» Excerpt
"""

For most of my life, I have been a people pleaser. Many times I have focused my day on winning the approval of others. I wanted to hear another person thank me for something I did or respond with praise over my effort.
This desire for people to notice me began as a teenager. Both my parents loved and accepted me, but that was not enough. Instead I sought out my friends’ approval. As a teenager, I “did church” just to be a part of a group, seeking the group’s approval and not God’s. I developed performance-for-approval habits as a teenager, and these became a way of life.
All through college and even my career in teaching, I used my performance to gain others’ admiration or affection. When I spent time with God, I shared my worldly wants and ambitions with Him, but not my emotional needs. I felt like I might exhaust God by asking Him each day to help me feel loved and worthy. So I didn’t ask.
The Cost of Seeking the Approval of Others
Unfortunately, my approval seeking began to take an emotional toll on me, particularly in my teaching career.
When I desired to move from the classroom to the role of an elementary principal, I was encouraged to take leadership classes that prepared me for the job. In my classes I was informed that I needed to dress for success. I observed the leaders who taught the class and realized that I would have to wear high heels and professional suits, plus get my nails done.

"""

» Task set
1. Rewrite the passage on people pleasing, starting at "This desire for" and ending at "my teaching career.", with "young teen" in place of "teenager".
2. Identify each line of the listing that contains the string "bird" and copy those lines out.

» Material supplied
"""

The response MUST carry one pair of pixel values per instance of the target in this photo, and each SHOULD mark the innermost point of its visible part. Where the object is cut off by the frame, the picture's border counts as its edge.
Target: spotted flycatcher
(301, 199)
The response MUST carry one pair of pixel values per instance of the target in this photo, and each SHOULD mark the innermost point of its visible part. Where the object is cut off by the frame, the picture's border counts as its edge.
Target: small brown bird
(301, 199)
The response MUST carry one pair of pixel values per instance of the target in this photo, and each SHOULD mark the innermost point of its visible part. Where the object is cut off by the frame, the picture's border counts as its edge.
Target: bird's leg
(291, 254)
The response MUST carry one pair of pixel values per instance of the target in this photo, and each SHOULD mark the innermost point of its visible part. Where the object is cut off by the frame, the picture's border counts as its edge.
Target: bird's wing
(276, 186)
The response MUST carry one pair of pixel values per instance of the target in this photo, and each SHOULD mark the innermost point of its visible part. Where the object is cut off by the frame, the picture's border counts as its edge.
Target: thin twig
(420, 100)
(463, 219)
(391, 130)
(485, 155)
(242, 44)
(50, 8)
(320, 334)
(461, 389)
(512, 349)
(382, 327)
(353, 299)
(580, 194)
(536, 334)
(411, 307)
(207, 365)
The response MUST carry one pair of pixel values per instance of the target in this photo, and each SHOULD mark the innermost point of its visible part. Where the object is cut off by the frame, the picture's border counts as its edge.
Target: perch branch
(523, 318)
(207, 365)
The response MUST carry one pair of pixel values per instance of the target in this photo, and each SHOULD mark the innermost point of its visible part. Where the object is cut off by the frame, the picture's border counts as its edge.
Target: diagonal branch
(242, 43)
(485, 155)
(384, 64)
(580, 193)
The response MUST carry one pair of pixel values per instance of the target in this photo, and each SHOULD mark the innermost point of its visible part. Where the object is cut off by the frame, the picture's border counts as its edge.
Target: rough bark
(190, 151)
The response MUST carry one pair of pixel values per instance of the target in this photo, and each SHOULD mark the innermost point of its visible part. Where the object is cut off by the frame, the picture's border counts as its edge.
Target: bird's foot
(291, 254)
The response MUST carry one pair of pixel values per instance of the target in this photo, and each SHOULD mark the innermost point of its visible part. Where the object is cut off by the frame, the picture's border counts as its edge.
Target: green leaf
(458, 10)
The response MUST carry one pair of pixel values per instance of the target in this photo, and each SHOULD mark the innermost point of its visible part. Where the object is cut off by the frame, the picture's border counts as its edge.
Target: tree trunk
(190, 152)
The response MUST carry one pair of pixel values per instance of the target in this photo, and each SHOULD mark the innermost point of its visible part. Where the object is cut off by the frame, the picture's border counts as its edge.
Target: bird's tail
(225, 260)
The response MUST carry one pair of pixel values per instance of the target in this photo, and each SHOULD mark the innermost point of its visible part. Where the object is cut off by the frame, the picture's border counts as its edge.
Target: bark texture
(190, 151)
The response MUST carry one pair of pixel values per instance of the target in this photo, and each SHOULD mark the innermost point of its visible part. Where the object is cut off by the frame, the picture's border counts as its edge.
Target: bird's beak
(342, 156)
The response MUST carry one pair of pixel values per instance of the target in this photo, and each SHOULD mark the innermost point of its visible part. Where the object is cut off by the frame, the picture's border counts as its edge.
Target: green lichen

"""

» The solutions
1.
This desire for people to notice me began as a young teen. Both my parents loved and accepted me, but that was not enough. Instead I sought out my friends’ approval. As a young teen, I “did church” just to be a part of a group, seeking the group’s approval and not God’s. I developed performance-for-approval habits as a young teen, and these became a way of life.
All through college and even my career in teaching, I used my performance to gain others’ admiration or affection. When I spent time with God, I shared my worldly wants and ambitions with Him, but not my emotional needs. I felt like I might exhaust God by asking Him each day to help me feel loved and worthy. So I didn’t ask.
The Cost of Seeking the Approval of Others
Unfortunately, my approval seeking began to take an emotional toll on me, particularly in my teaching career.

2.
Target: small brown bird
Target: bird's leg
Target: bird's wing
Target: bird's foot
Target: bird's tail
Target: bird's beak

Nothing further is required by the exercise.